ENUNCIADO DA TAREFA
Transcreva, do texto abaixo sobre o novo protocolo de tratamento da covid-19, o trecho que começa em "O protocolo sobre" e segue até "para a covid-19.".

O doente é informado de que “não há estudos demonstrando benefícios clínicos” e o tratamento envolve o risco de ter graves efeitos colaterais que podem piorar sua condição, provocar sequelas temporárias ou permanentes, prolongar sua internação e até mesmo matar.

Uso é combinado com antibiótico

O protocolo sobre o “tratamento precoce” de pacientes adultos com diagnóstico de covid-19 recomenda o uso da cloroquina ou do sulfato de hidroxicloroquina nos cinco primeiros dias depois de aparecem os sintomas da doença.

O período de tratamento é o mesmo da norma anterior, mas agora o protocolo recomenda o uso combinado de azitromicina, um antibiótico.

Também foi alterada a chamada dose de ataque da cloroquina e da hidroxicloroquina. Essa quantidade maior do medicamento é normalmente administrada no início do tratamento de uma doença infecciosa, como a covid-19, para que haja logo de partida uma quantidade suficiente da droga no corpo para combater um micro-organismo.

No novo protocolo, a dose de ataque foi reduzida pela metade: passou de 900 mg para 450 mg de cloroquina e de 800 mg para 400 mg de hidroxicloroquina.

Além dessas drogas, será mantido o tratamento convencional para a covid-19.

Tratamento será feito mesmo sem internação hospitalar

O protocolo anterior recomendava o uso destes medicamentos só em pacientes hospitalizados em estado grave e aqueles em estado crítico.

As novas regras indicam o tratamento para os casos leves, sem que seja necessária a internação.

A possibilidade de internação deve ser avaliada se o sinais da doença forem moderados, o que inclui tosse e febre diária persistentes, tosse persistente com a piora progressiva de outros sintomas da covid-19, como fraqueza, prostração, falta de apetite e diarreia, ou a presença de qualquer um destes sintomas anteriores junto com algum outro fator de risco, como ter uma doença crônica, imunidade reduzida ou mais de 60 anos de idade.

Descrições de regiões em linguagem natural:

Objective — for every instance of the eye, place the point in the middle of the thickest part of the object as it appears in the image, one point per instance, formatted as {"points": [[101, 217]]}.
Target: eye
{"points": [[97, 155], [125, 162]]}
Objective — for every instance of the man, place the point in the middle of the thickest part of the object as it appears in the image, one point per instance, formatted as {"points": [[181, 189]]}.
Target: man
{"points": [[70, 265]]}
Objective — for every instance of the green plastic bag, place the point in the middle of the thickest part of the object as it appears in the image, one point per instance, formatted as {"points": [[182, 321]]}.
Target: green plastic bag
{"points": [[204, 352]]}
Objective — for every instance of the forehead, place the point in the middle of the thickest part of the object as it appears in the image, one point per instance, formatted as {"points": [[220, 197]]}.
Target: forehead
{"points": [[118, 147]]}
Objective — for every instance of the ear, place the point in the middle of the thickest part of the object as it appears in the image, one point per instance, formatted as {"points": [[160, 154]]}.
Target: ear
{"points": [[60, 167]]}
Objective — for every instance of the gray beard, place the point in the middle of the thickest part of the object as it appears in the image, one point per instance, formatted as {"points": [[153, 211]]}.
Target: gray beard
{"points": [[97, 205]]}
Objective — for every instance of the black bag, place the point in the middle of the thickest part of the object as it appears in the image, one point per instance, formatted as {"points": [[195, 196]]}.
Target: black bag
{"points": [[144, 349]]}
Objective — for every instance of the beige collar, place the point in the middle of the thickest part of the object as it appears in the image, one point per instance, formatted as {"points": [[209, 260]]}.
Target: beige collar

RESPOSTA À TAREFA
O protocolo sobre o “tratamento precoce” de pacientes adultos com diagnóstico de covid-19 recomenda o uso da cloroquina ou do sulfato de hidroxicloroquina nos cinco primeiros dias depois de aparecem os sintomas da doença.

O período de tratamento é o mesmo da norma anterior, mas agora o protocolo recomenda o uso combinado de azitromicina, um antibiótico.

Também foi alterada a chamada dose de ataque da cloroquina e da hidroxicloroquina. Essa quantidade maior do medicamento é normalmente administrada no início do tratamento de uma doença infecciosa, como a covid-19, para que haja logo de partida uma quantidade suficiente da droga no corpo para combater um micro-organismo.

No novo protocolo, a dose de ataque foi reduzida pela metade: passou de 900 mg para 450 mg de cloroquina e de 800 mg para 400 mg de hidroxicloroquina.

Além dessas drogas, será mantido o tratamento convencional para a covid-19.